* **GIVEN REQUEST A**
Please gather every line of the records below that contains the word "steel".

De-multiplexing

Checkout-batch

Description

A script to perform de-multiplexing and UMI tag extraction for a set of FASTQ files that were previously split using Illumina sample indices.

Usage

General:

java -jar migec.jar CheckoutBatch [options] barcodes_file output_dir

The barcodes file specifies sample multiplexing and UMI (NNN.. region) extraction rules. It has the same structure as for “manual” Checkout (see section below), with additional two columns that specify input FASTQ file names.

[Raw records]
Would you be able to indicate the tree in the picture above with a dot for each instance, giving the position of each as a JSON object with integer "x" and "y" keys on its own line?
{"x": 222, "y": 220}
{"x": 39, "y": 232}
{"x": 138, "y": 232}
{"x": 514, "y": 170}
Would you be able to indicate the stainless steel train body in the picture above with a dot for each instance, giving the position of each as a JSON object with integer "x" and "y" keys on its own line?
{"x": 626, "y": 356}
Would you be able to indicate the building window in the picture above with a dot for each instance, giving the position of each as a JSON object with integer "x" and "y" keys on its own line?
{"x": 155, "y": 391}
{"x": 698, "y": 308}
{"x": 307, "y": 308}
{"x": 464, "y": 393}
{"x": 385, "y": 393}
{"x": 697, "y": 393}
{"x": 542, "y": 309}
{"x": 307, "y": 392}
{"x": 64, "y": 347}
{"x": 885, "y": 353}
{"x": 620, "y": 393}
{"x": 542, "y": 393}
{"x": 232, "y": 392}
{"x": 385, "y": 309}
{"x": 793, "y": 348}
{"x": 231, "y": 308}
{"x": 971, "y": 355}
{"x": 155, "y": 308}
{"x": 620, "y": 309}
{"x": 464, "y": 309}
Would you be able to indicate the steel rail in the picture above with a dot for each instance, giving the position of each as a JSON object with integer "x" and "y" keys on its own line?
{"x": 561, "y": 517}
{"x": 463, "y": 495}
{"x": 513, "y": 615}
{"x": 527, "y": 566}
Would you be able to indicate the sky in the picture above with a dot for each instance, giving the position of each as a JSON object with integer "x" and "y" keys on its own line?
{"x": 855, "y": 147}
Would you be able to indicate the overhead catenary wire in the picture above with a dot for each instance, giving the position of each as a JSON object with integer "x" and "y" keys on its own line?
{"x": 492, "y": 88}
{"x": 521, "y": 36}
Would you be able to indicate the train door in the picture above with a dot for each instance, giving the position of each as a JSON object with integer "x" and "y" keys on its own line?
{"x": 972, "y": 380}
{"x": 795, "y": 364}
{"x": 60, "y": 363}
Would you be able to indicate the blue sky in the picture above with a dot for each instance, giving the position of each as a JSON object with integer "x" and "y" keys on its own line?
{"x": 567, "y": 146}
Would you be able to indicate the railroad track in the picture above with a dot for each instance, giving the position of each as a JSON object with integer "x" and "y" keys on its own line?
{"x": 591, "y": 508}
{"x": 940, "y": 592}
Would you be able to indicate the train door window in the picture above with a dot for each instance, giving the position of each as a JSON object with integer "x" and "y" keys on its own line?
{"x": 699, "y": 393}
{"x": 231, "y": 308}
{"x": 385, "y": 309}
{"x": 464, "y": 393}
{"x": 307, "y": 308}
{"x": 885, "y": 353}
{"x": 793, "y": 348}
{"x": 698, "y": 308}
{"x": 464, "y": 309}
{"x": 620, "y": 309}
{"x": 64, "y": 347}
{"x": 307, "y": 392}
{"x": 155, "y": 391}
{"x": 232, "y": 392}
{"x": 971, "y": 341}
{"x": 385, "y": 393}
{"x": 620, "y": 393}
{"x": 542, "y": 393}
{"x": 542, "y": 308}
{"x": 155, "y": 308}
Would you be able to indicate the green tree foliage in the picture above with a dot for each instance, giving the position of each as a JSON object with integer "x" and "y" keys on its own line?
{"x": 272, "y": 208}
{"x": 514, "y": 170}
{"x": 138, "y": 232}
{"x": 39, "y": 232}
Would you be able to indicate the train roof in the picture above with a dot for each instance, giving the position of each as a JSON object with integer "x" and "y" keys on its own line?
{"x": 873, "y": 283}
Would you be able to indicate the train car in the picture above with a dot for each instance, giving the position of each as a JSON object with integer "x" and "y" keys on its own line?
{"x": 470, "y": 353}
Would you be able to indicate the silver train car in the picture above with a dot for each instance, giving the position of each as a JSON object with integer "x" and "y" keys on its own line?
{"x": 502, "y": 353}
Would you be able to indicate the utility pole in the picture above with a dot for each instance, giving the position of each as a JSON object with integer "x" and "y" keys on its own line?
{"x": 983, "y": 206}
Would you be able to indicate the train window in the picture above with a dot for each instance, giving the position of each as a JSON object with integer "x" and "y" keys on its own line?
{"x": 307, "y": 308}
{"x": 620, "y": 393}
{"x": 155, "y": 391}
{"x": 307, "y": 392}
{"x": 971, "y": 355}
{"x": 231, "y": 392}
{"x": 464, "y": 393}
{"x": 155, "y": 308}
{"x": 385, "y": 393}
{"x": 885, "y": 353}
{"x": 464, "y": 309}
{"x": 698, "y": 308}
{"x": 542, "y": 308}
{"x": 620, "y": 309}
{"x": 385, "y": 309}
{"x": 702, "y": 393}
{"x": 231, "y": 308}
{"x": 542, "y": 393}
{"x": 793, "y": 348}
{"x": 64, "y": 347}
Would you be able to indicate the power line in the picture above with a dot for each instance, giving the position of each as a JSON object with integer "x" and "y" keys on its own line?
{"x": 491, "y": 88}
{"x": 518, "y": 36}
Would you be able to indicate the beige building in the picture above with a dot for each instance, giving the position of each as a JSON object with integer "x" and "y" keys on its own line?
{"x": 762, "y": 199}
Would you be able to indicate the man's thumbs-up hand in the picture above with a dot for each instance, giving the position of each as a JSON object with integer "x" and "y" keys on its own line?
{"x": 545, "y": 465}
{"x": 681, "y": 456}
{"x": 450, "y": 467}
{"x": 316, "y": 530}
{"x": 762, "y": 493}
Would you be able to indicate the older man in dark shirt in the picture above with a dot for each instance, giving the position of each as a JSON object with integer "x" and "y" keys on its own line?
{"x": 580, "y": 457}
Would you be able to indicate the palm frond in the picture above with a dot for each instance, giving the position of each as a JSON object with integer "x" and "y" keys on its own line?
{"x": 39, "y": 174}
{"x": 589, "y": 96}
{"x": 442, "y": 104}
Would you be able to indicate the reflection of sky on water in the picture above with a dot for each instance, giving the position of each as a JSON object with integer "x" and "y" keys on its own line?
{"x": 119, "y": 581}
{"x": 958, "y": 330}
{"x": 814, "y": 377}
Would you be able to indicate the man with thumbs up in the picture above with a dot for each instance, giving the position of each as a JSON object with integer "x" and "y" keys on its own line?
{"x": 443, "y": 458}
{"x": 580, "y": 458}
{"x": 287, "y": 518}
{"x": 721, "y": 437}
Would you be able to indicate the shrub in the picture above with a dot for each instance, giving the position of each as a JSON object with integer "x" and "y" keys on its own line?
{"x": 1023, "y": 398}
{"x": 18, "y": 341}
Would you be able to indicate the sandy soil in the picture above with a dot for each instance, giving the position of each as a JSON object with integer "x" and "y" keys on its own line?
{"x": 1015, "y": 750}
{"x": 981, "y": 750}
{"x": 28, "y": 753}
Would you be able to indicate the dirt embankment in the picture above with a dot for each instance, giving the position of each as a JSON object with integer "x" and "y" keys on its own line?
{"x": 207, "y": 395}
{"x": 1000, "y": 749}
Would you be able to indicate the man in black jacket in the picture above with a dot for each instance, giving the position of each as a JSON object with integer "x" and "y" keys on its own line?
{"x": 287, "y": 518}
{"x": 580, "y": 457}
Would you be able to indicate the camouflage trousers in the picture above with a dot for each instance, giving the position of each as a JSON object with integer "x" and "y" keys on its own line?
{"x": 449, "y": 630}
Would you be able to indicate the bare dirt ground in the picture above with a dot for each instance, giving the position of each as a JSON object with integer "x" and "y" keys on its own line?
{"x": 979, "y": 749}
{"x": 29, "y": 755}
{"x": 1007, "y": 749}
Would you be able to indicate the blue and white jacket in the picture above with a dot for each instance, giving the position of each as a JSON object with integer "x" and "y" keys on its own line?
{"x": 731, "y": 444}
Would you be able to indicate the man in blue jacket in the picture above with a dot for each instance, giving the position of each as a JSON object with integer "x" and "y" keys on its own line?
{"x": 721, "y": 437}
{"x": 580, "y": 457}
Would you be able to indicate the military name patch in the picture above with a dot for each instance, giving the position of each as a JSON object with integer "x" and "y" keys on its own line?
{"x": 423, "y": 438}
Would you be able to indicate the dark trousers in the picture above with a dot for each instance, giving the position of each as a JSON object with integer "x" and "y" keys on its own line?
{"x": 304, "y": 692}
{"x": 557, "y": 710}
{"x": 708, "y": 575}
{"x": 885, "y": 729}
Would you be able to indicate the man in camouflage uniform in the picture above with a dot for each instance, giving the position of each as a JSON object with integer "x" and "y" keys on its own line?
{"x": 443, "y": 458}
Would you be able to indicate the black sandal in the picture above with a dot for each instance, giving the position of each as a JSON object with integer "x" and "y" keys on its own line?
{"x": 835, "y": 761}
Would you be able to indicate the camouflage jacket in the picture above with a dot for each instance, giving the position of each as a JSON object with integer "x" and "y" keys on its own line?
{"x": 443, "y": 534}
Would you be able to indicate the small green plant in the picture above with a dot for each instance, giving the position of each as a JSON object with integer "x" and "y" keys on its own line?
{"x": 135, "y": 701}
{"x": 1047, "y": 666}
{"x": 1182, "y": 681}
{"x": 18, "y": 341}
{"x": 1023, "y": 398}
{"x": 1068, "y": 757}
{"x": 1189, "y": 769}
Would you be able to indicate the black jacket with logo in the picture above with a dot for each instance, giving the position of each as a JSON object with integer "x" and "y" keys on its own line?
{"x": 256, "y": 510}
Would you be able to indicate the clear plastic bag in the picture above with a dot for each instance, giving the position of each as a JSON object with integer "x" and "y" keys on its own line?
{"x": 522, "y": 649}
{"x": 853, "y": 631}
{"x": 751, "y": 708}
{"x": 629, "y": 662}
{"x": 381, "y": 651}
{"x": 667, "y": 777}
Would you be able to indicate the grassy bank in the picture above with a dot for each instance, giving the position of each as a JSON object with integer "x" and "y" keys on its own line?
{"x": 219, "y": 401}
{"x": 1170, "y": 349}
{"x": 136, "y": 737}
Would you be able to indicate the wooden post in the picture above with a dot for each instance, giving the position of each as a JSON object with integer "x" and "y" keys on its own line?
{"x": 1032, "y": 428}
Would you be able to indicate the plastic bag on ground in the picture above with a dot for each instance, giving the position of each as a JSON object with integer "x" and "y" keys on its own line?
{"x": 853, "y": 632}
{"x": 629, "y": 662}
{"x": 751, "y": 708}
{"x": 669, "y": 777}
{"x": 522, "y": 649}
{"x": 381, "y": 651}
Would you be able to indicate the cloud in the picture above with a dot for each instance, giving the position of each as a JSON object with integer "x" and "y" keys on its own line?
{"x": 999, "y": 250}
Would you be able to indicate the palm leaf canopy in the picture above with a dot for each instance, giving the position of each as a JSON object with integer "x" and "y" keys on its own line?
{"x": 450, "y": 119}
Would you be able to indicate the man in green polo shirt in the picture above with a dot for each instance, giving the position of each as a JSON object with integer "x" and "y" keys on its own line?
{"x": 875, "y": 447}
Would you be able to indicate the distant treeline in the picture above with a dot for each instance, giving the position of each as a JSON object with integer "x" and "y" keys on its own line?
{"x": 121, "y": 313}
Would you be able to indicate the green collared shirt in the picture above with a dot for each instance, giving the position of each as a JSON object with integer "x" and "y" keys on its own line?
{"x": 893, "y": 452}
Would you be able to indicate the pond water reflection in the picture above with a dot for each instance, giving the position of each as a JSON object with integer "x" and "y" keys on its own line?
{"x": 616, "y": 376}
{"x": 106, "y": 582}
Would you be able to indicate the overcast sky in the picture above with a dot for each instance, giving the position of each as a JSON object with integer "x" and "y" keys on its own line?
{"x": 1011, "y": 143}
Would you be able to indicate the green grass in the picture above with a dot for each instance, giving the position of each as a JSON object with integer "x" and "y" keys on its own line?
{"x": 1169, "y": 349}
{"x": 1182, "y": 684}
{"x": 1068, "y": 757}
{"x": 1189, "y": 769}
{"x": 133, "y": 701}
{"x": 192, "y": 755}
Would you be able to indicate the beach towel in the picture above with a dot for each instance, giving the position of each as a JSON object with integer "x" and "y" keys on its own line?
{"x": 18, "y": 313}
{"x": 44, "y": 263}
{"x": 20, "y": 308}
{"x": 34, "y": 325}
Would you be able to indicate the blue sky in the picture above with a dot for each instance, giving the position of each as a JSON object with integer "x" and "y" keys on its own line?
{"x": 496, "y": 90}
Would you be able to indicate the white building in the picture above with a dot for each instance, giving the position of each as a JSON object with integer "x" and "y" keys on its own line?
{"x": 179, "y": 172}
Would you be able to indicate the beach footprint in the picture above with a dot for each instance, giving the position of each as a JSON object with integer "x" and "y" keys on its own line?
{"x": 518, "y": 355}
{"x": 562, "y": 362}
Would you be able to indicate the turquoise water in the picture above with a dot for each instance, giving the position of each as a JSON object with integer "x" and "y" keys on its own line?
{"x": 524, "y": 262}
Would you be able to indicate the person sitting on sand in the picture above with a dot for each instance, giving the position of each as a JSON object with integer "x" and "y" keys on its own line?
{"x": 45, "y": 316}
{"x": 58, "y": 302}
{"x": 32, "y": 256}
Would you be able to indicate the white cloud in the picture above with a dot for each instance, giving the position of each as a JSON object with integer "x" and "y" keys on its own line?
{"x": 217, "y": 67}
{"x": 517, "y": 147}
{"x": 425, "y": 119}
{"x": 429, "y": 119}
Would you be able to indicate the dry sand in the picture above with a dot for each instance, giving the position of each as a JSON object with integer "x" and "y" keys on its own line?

* **GIVEN REQUEST B**
Duplicate the stretch of the de-multiplexing page from "Description" through "FASTQ file names.".

* **EXERCISE SOLUTION A**
Would you be able to indicate the stainless steel train body in the picture above with a dot for each instance, giving the position of each as a JSON object with integer "x" and "y" keys on its own line?
Would you be able to indicate the steel rail in the picture above with a dot for each instance, giving the position of each as a JSON object with integer "x" and "y" keys on its own line?

* **EXERCISE SOLUTION B**
Description

A script to perform de-multiplexing and UMI tag extraction for a set of FASTQ files that were previously split using Illumina sample indices.

Usage

General:

java -jar migec.jar CheckoutBatch [options] barcodes_file output_dir

The barcodes file specifies sample multiplexing and UMI (NNN.. region) extraction rules. It has the same structure as for “manual” Checkout (see section below), with additional two columns that specify input FASTQ file names.